[What you have to do]: Can you lay out the lines below as a numbered list, leaving out any blank ones?

────────────────────────────────────────

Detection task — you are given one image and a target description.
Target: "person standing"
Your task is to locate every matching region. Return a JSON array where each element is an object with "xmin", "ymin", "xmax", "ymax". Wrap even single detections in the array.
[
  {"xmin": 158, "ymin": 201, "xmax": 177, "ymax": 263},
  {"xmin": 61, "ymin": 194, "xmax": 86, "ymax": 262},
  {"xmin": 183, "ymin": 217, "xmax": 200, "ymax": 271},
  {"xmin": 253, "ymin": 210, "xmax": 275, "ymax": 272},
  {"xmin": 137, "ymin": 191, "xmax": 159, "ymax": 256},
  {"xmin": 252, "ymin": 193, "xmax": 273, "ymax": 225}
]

────────────────────────────────────────

[Solution]:
1. Detection task — you are given one image and a target description.
2. Target: "person standing"
3. Your task is to locate every matching region. Return a JSON array where each element is an object with "xmin", "ymin", "xmax", "ymax". Wrap even single detections in the array.
4. [
5.   {"xmin": 158, "ymin": 201, "xmax": 177, "ymax": 263},
6.   {"xmin": 61, "ymin": 194, "xmax": 86, "ymax": 262},
7.   {"xmin": 183, "ymin": 217, "xmax": 200, "ymax": 271},
8.   {"xmin": 253, "ymin": 210, "xmax": 275, "ymax": 272},
9.   {"xmin": 137, "ymin": 191, "xmax": 159, "ymax": 256},
10.   {"xmin": 252, "ymin": 193, "xmax": 273, "ymax": 225}
11. ]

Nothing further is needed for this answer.